** begin **

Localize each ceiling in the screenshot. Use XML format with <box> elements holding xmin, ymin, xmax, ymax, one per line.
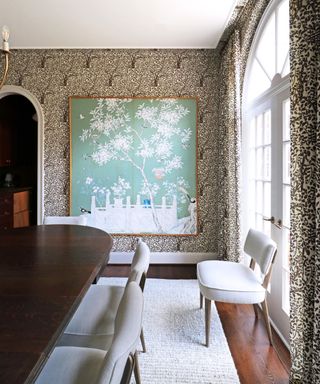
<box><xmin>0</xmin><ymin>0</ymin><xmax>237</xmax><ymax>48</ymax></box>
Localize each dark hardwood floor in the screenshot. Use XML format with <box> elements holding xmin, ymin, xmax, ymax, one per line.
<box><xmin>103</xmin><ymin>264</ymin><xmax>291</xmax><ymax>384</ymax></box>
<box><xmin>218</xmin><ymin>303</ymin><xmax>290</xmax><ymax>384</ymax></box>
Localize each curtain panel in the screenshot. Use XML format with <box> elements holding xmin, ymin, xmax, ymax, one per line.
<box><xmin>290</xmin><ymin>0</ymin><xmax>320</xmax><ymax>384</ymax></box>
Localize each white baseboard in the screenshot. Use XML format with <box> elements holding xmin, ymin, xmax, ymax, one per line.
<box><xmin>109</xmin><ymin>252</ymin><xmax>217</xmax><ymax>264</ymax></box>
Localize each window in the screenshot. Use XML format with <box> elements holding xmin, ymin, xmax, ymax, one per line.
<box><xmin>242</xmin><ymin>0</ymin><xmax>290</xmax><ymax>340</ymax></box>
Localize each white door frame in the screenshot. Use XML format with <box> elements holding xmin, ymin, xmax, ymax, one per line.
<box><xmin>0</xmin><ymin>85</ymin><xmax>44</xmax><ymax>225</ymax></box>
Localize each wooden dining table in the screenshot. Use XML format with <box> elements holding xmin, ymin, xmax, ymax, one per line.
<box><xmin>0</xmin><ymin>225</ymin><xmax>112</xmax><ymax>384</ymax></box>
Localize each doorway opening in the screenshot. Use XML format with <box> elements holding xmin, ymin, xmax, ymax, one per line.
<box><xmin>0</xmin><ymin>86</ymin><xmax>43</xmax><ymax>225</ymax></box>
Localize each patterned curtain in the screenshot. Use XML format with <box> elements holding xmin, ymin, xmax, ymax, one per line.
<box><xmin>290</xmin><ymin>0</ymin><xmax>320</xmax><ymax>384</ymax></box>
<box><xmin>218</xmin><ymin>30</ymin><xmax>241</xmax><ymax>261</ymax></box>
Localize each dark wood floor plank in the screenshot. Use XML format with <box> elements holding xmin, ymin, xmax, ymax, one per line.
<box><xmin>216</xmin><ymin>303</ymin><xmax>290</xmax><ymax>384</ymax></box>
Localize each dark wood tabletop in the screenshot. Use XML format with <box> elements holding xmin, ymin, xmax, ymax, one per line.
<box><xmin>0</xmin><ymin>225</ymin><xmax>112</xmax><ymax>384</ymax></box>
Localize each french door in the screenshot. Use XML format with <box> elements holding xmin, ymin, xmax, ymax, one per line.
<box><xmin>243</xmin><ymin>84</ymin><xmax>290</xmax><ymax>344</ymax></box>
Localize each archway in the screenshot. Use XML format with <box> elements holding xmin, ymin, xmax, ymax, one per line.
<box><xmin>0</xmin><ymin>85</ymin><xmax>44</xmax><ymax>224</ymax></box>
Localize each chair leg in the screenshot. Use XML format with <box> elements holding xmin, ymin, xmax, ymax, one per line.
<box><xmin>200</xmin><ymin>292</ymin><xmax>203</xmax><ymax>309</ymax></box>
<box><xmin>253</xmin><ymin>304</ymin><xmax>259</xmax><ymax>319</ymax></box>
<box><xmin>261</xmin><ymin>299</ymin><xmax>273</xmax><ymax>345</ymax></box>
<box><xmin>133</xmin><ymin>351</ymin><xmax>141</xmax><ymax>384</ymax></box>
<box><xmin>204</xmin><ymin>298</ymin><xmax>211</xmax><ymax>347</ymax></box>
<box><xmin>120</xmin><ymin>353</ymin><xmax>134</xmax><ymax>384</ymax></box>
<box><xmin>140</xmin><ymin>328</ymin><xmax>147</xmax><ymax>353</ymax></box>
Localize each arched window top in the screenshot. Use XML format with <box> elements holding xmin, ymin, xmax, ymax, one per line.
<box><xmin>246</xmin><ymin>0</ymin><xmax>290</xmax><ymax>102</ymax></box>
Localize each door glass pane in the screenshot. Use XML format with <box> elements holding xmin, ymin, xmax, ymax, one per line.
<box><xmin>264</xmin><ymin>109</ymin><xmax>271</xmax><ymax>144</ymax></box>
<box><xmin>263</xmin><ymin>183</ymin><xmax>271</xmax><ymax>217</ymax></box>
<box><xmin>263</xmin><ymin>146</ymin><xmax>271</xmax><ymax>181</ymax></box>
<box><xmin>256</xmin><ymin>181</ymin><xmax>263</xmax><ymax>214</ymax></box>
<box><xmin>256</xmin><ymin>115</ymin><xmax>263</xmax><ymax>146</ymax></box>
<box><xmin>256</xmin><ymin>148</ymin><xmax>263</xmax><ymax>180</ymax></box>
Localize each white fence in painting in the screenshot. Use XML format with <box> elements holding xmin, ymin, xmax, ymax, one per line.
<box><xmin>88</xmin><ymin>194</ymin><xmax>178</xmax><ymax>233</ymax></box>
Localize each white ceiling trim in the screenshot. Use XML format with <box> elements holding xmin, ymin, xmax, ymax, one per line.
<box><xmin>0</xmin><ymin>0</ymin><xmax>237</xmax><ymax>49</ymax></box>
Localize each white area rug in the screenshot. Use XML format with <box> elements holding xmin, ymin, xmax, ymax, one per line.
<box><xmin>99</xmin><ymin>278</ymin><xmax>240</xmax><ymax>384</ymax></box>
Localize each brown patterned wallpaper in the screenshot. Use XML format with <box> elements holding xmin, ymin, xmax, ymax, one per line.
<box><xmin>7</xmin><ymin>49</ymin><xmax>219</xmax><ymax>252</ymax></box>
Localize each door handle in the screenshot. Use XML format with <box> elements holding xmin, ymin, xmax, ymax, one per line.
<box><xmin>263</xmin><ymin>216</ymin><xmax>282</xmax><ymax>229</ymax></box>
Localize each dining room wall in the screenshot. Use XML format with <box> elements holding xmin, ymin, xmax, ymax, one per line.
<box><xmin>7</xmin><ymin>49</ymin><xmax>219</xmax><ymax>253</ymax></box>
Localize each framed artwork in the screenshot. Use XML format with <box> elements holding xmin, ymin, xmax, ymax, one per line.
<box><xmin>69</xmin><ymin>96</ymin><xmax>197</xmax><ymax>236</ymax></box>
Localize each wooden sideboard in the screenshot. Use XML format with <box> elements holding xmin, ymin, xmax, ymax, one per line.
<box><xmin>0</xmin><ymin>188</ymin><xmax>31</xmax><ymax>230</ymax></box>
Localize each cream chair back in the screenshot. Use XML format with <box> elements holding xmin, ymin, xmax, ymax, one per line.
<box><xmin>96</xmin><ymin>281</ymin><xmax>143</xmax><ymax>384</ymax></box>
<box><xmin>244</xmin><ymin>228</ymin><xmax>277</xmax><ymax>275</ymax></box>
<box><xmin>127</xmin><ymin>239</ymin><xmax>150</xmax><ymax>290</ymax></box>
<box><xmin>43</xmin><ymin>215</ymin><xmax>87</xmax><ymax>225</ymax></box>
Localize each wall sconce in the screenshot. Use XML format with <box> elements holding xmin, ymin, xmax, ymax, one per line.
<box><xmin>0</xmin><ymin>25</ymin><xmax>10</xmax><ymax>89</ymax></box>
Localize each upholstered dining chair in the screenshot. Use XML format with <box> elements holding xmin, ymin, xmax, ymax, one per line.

** end **

• [What is expected]:
Collect every line of the records that contains the string "dining", matching case, and copy each one.

• [Full answer]:
Localize each wooden dining table in the screenshot. Use XML format with <box> elements holding xmin, ymin, xmax, ymax, one per line.
Localize each dining room wall in the screenshot. Use XML format with <box> elements holding xmin, ymin, xmax, ymax, one per line.
Localize each upholstered dining chair in the screenshot. Use XML format with <box> elements holding xmin, ymin, xmax, ymax, one per line.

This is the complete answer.